REQUIREMENT:
Begin at the line that contains "Where can you see the potted" and repeat every line from there to the end of the records below, inclusive, without adding any other line.
## Start SUPPLIED MATERIAL
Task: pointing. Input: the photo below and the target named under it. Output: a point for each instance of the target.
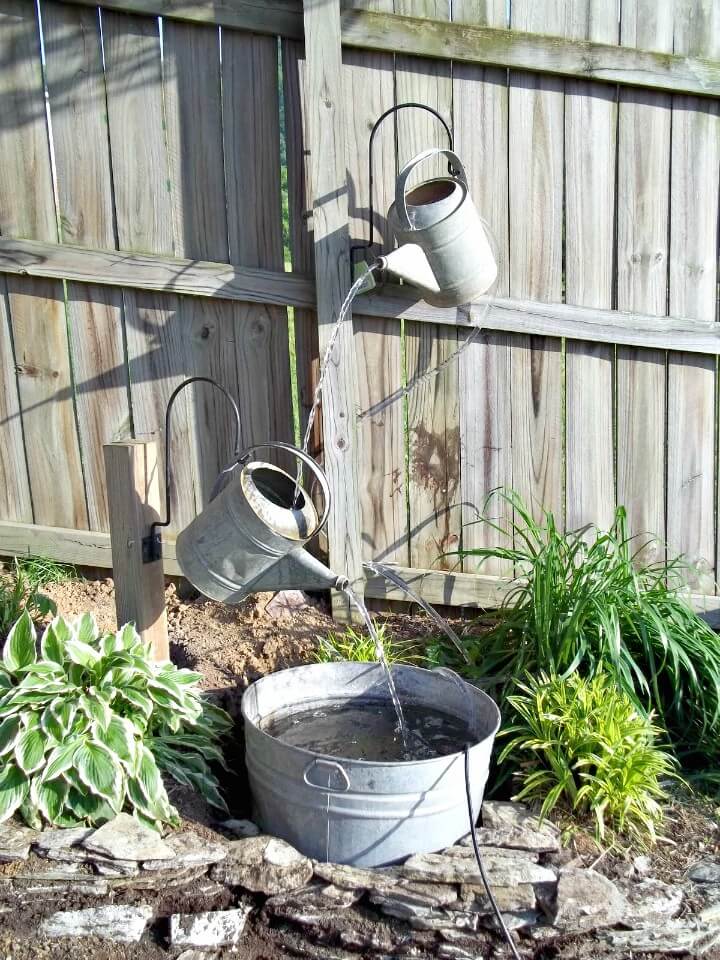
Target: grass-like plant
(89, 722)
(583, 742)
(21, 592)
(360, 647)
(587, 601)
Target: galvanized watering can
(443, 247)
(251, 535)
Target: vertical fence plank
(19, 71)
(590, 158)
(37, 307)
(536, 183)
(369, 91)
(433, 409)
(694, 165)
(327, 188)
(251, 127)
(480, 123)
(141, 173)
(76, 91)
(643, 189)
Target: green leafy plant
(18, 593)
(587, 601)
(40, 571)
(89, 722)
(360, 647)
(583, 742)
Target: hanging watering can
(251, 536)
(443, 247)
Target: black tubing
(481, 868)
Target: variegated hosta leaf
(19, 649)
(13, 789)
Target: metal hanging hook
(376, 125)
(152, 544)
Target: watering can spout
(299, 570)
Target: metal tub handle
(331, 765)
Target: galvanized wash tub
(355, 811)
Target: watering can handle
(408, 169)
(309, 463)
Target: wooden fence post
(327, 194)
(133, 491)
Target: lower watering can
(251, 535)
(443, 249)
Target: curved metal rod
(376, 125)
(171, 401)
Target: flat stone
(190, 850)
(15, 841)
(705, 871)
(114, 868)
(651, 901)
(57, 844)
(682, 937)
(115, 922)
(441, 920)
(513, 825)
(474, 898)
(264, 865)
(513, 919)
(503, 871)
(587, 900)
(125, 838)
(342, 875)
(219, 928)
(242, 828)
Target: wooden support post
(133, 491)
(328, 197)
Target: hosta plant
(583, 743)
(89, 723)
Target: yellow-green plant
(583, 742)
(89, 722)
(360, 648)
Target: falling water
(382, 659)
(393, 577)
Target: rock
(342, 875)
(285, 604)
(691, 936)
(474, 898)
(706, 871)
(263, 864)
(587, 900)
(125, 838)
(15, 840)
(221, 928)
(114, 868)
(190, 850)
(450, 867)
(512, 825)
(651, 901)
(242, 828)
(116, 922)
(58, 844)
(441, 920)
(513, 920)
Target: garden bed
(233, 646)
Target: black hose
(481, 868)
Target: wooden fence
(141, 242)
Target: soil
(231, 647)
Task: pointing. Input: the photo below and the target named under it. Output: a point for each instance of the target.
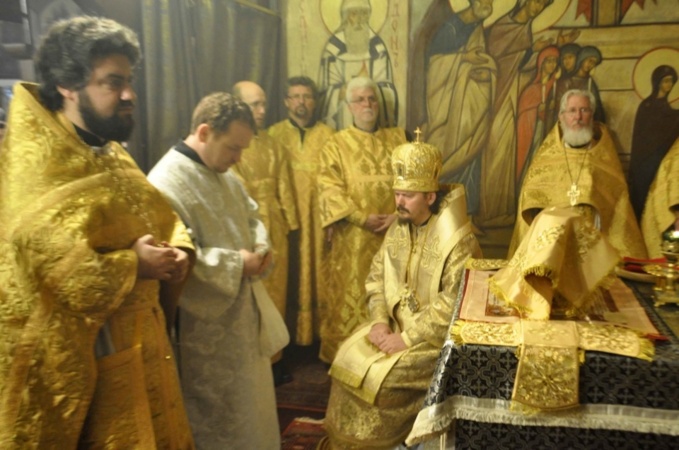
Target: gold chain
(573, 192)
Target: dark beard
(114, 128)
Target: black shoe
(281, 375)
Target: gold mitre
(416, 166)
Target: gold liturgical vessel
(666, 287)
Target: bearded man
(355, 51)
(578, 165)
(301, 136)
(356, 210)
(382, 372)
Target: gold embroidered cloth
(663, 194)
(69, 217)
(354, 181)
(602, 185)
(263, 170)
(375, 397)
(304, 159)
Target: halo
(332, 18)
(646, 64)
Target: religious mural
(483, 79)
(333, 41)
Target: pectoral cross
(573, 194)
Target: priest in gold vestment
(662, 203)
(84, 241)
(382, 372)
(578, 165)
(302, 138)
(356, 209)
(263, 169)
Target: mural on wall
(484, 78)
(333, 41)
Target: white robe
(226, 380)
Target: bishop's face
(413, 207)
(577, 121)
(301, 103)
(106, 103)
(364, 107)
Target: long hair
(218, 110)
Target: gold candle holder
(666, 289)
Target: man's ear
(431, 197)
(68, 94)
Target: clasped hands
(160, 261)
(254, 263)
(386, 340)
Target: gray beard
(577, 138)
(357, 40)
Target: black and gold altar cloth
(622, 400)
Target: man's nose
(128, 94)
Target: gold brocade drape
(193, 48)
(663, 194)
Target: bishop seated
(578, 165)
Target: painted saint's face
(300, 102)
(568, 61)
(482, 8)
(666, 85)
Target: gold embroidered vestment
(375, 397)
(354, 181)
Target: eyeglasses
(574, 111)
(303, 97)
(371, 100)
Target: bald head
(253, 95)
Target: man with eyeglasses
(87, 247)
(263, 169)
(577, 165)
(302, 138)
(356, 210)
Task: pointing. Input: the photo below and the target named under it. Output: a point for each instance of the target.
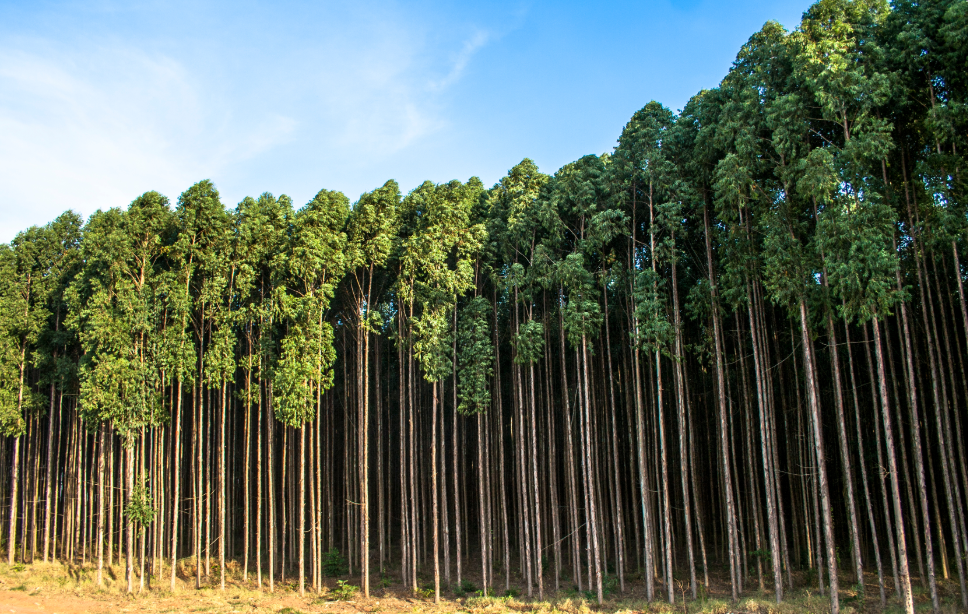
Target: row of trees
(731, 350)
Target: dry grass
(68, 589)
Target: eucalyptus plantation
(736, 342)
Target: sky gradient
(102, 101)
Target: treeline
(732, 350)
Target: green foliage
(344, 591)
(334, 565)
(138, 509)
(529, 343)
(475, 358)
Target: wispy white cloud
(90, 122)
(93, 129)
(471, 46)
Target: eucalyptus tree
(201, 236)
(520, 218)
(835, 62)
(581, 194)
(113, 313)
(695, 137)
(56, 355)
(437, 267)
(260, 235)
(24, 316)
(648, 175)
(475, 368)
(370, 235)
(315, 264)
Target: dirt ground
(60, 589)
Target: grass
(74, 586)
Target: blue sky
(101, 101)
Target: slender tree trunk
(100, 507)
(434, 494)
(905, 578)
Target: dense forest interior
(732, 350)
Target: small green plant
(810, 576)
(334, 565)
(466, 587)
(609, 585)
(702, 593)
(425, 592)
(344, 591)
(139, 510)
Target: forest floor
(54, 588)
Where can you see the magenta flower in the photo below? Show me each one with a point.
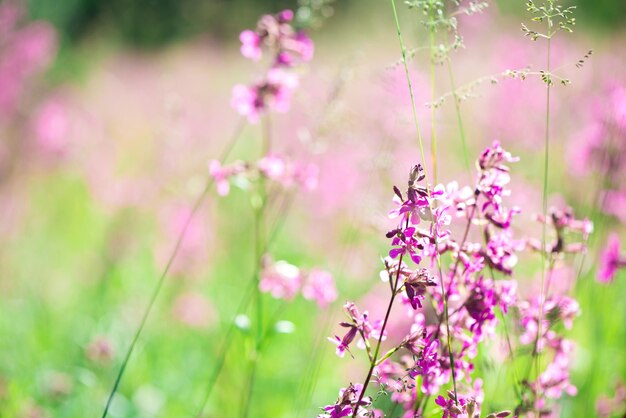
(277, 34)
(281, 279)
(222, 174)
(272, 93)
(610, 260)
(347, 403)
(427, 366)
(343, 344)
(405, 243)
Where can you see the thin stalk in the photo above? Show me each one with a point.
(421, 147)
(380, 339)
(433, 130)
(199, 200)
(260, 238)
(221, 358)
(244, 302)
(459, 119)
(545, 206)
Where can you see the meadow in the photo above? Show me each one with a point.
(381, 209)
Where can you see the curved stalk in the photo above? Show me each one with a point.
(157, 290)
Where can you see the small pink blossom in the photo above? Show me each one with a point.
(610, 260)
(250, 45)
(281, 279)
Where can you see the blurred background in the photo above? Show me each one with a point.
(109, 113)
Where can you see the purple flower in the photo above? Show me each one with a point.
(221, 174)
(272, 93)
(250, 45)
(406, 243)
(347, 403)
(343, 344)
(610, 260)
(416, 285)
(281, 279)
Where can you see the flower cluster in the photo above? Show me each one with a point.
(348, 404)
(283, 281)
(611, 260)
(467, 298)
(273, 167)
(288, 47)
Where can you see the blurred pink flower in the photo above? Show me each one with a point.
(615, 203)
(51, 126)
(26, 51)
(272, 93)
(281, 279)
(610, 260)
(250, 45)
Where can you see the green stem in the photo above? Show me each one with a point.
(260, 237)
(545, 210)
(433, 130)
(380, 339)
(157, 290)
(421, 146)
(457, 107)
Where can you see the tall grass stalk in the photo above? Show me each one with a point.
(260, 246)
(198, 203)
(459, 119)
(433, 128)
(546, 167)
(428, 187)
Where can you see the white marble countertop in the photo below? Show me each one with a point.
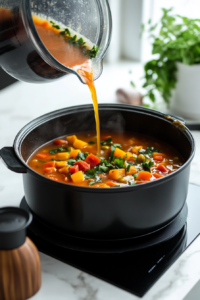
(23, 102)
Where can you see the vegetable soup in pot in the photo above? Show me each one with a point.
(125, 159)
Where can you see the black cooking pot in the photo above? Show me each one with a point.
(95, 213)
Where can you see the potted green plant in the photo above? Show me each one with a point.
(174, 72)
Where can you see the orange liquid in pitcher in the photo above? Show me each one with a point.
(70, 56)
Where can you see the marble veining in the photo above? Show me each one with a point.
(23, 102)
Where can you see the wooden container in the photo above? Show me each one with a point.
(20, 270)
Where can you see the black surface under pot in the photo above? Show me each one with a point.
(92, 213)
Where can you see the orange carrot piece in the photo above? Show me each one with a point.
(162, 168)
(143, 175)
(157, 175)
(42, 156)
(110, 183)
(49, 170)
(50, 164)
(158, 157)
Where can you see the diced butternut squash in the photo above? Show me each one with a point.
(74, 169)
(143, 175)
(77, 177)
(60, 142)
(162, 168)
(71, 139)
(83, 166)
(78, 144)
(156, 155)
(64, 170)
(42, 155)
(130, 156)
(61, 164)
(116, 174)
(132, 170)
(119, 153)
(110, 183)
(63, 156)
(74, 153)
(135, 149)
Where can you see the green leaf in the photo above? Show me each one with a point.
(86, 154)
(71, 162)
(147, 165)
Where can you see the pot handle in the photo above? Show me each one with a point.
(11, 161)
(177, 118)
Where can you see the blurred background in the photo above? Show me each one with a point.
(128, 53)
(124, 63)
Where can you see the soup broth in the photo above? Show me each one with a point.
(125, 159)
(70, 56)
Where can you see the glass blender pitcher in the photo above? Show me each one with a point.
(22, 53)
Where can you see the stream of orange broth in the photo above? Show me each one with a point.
## End SUPPLIED MATERIAL
TASK SOLUTION:
Where can you see the potted green plant in the photo above? Show me each one with a point.
(174, 72)
Where can you see the orange liquid in pitcher in the photo above? Show me each one with a point.
(70, 56)
Where can you see the marble veining in the photo above? Show me each one with a point.
(23, 102)
Where can you see the wooden container in the photo above? Show me each one with a point.
(20, 270)
Where can you see the black surface under pot in the photo above? Show me each one with a point.
(92, 213)
Where can you see the orange carrot piece in the photo above? Show me each one with a point.
(162, 168)
(143, 175)
(157, 175)
(42, 156)
(110, 183)
(49, 170)
(50, 164)
(158, 157)
Where can you see the diced butternut squash in the photo above? Show me each one with a point.
(74, 169)
(143, 175)
(77, 177)
(60, 142)
(162, 168)
(71, 139)
(83, 166)
(78, 144)
(156, 155)
(64, 170)
(42, 155)
(130, 156)
(61, 164)
(116, 174)
(132, 170)
(119, 153)
(110, 183)
(63, 156)
(74, 153)
(135, 149)
Where can you see the green leaf in the photo above? Show me each one with a point.
(86, 154)
(71, 162)
(147, 165)
Where can you see the pot handle in the photo above? Show me each one with a point.
(11, 161)
(177, 118)
Where can you see the blurred background in the photo above? Show me each one with a point.
(128, 53)
(124, 63)
Where can you see the soup broth in the photo above? Show me each one with a point.
(125, 159)
(70, 56)
Where can you see the glass blender pitcher in the photo above? Show me each one with a point.
(22, 53)
Where can you see the stream of orange broth in the photo above? Show me each one with a point.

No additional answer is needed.